## WRITTEN TASK
Beneath this sentence is a listing. Return its lines from the one containing "Reviewer note: make sure each instance of the vegetation" through the last, exactly, and omit the pictures.

## SUPPLIED MATERIAL
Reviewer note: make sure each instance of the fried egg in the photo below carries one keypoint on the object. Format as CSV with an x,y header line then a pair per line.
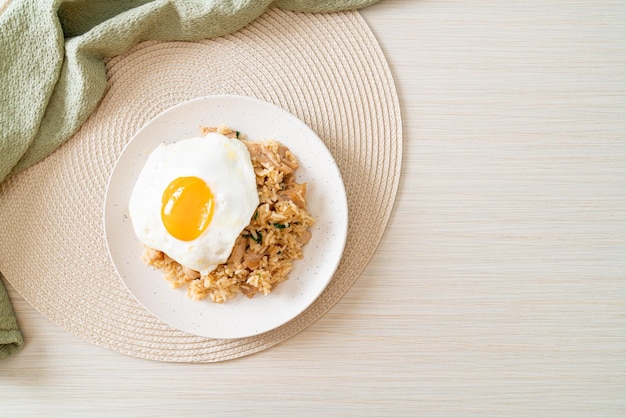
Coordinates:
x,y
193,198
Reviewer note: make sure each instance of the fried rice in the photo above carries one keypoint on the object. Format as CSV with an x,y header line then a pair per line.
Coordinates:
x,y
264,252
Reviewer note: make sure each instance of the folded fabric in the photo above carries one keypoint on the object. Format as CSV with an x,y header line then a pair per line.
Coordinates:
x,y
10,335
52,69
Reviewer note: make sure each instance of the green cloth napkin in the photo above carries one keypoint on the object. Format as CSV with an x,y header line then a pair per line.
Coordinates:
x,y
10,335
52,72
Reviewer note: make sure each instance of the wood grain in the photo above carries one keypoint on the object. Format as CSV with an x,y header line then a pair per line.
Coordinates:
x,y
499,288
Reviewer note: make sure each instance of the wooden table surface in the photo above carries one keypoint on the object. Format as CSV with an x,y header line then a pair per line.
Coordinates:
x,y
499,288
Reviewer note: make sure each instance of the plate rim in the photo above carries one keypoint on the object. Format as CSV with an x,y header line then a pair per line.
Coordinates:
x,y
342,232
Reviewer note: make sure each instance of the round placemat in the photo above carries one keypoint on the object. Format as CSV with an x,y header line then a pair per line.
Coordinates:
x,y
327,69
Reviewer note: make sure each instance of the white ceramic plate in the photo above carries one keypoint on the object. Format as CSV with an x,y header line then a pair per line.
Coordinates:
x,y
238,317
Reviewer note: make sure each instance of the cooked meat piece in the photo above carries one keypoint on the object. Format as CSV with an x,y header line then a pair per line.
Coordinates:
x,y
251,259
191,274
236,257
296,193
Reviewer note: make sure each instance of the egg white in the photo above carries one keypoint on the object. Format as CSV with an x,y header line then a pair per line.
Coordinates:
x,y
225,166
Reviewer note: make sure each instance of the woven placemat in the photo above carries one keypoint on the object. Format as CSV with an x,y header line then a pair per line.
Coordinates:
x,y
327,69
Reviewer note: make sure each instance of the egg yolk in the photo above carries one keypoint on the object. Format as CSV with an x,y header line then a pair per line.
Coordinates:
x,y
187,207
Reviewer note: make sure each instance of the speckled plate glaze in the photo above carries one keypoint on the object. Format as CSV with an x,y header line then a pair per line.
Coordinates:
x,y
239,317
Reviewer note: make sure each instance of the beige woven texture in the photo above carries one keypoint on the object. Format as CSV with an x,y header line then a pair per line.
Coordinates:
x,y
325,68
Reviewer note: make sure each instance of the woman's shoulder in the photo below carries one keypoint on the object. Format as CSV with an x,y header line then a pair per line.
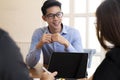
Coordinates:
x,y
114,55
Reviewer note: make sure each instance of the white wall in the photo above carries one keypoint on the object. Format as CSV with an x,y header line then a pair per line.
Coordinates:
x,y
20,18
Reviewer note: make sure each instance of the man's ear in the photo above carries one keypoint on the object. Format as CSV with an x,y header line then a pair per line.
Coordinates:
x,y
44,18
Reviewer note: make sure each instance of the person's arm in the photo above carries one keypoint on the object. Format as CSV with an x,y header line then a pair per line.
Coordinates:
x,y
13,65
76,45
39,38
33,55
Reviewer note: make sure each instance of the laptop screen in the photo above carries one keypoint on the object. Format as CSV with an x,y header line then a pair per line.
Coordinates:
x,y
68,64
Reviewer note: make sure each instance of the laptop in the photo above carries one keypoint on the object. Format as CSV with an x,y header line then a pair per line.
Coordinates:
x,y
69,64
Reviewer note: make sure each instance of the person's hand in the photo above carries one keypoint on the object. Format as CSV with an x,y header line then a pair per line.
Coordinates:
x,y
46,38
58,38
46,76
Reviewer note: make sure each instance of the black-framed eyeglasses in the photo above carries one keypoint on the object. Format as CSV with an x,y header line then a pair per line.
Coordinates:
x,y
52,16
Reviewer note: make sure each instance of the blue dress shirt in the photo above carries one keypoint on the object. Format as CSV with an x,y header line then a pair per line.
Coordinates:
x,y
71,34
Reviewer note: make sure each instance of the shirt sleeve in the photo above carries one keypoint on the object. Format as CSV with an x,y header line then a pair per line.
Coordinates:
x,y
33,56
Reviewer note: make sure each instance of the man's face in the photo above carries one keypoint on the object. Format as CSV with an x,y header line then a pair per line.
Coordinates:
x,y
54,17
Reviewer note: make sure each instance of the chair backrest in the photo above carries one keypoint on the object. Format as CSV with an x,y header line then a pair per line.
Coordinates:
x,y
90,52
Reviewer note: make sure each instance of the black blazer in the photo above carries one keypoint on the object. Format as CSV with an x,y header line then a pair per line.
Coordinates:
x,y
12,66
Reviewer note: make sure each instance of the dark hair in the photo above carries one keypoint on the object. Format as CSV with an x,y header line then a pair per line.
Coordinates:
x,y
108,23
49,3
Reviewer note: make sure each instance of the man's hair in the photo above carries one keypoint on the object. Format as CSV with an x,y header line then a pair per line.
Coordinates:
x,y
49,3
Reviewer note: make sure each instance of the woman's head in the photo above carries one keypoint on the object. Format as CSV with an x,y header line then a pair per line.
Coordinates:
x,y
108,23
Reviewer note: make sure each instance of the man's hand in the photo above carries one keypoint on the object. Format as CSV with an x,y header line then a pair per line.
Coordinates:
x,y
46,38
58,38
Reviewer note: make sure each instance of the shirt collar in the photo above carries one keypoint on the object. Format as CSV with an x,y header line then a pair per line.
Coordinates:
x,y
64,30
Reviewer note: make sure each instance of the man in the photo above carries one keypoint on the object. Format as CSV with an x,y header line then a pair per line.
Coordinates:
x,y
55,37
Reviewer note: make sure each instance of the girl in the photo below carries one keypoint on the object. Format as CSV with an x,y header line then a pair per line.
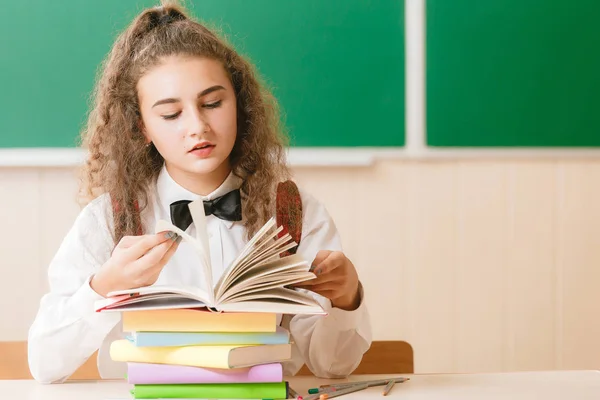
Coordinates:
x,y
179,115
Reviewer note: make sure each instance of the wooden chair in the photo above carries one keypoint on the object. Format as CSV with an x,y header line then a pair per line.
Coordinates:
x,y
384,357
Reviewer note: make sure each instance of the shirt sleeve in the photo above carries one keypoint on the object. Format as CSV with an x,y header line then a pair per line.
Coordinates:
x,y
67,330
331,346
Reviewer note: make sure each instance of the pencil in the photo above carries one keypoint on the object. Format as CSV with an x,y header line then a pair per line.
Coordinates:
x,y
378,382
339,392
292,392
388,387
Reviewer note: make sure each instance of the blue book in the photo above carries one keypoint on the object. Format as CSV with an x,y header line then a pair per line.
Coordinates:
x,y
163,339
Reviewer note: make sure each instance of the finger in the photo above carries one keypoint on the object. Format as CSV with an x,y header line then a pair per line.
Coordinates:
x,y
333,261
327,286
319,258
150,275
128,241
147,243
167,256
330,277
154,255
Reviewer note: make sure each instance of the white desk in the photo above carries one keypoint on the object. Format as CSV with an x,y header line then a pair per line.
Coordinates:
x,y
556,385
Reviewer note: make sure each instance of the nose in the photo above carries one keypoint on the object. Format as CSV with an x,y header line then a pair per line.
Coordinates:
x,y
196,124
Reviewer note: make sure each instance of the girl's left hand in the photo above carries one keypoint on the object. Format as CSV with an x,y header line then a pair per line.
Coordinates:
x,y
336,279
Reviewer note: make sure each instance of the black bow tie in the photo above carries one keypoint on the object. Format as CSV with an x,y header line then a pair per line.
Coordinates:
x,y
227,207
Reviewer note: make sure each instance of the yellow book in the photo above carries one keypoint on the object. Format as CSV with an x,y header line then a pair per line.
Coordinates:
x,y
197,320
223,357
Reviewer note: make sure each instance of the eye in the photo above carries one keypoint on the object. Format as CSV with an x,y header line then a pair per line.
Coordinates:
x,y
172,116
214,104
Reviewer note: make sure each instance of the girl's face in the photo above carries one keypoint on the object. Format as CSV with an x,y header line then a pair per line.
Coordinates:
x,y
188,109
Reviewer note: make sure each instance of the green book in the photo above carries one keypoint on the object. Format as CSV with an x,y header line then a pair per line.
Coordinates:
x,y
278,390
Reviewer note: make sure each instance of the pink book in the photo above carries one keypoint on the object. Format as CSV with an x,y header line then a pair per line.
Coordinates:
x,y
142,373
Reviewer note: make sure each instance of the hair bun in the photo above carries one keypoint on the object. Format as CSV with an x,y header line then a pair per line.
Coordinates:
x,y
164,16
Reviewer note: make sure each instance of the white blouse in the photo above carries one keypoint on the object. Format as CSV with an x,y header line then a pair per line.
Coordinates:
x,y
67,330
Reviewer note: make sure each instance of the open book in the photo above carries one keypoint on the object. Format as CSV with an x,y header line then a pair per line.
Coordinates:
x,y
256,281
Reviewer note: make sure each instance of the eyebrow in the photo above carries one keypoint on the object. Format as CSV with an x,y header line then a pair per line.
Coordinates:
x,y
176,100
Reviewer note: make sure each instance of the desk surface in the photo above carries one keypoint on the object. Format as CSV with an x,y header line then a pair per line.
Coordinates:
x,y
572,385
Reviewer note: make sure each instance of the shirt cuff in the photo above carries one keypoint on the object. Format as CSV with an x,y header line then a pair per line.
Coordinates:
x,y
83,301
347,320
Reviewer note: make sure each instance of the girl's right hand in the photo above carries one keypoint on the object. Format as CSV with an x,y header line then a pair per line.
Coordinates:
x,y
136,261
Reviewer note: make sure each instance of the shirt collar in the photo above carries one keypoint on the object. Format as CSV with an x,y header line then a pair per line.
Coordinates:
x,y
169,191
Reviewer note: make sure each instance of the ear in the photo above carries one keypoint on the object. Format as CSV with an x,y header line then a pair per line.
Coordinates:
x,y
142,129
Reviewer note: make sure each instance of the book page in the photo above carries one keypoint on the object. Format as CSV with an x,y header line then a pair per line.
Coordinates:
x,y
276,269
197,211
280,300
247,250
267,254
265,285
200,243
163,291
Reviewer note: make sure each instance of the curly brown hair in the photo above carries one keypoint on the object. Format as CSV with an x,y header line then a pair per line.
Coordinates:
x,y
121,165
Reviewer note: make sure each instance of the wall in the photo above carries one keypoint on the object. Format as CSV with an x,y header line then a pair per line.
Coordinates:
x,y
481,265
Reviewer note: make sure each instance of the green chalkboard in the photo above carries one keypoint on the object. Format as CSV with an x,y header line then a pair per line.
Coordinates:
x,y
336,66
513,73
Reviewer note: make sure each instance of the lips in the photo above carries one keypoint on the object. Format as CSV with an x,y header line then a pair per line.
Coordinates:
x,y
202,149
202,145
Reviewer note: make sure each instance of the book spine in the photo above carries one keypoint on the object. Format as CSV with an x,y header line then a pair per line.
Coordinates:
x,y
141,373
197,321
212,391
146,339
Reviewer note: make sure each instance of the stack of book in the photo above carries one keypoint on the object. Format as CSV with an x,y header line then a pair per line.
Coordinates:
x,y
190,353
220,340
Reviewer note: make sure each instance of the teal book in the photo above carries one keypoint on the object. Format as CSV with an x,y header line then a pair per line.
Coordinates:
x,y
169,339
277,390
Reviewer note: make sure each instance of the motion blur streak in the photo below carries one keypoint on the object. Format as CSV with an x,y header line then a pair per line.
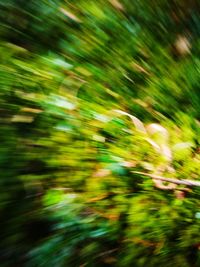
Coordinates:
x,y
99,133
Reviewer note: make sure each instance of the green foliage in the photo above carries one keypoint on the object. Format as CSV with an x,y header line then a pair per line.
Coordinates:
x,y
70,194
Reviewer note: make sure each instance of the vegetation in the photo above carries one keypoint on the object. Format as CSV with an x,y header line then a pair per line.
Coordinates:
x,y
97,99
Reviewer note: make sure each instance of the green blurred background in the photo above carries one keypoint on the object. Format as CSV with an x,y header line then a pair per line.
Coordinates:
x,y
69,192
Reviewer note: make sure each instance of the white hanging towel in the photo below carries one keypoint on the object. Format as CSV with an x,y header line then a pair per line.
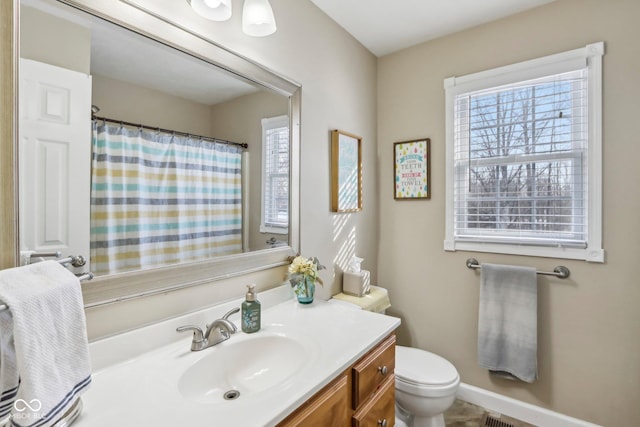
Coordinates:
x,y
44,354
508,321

## SOLUTION TO THIS EXERCISE
Reviewer note: make sure each instance of the vegetation in the photo above carries one keypoint on the object. Format as CSV with an x,y header line then a pair per line.
Coordinates:
x,y
97,99
Reviewer note: make sure each instance of the green blurred background in the photo above carries one keypoint on the object. Format as CSV with an x,y header line then a pair per line.
Coordinates:
x,y
69,192
Reviewer note: make sure each instance of the white hanging towel in the photo below carries one keypoint on the object. Format as CSV with an x,y header line then a pair per line.
Coordinates:
x,y
44,354
508,321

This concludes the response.